- [Exercise inputs]
:::::

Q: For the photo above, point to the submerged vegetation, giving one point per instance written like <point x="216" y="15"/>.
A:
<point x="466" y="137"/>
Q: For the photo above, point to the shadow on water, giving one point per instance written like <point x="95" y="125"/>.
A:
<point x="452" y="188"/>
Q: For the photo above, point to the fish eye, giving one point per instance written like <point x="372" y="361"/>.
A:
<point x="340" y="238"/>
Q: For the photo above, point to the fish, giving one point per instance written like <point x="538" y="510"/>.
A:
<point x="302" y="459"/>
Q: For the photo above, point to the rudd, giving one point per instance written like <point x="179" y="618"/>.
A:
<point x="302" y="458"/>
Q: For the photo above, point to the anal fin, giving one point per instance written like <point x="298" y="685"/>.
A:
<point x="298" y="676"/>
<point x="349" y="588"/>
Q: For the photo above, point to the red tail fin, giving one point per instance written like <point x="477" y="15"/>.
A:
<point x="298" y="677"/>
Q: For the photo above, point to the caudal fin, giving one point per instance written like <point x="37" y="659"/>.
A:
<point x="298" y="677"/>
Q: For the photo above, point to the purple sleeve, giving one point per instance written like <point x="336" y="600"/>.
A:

:::::

- [Problem description]
Please return, exactly as written, the line containing "Q: For the photo above, point to the red" and every line after it through the end of the records above, and nothing else.

- [Solved problem]
Q: For the photo above, point to the red tail fin, giving one point per instance written like <point x="477" y="15"/>.
A:
<point x="298" y="677"/>
Q: For the photo above, point to the caudal fin, giving one point per instance written like <point x="37" y="659"/>.
A:
<point x="298" y="677"/>
Q: For the photo above, point to the purple sleeve, giving one point per instance written like <point x="336" y="600"/>.
A:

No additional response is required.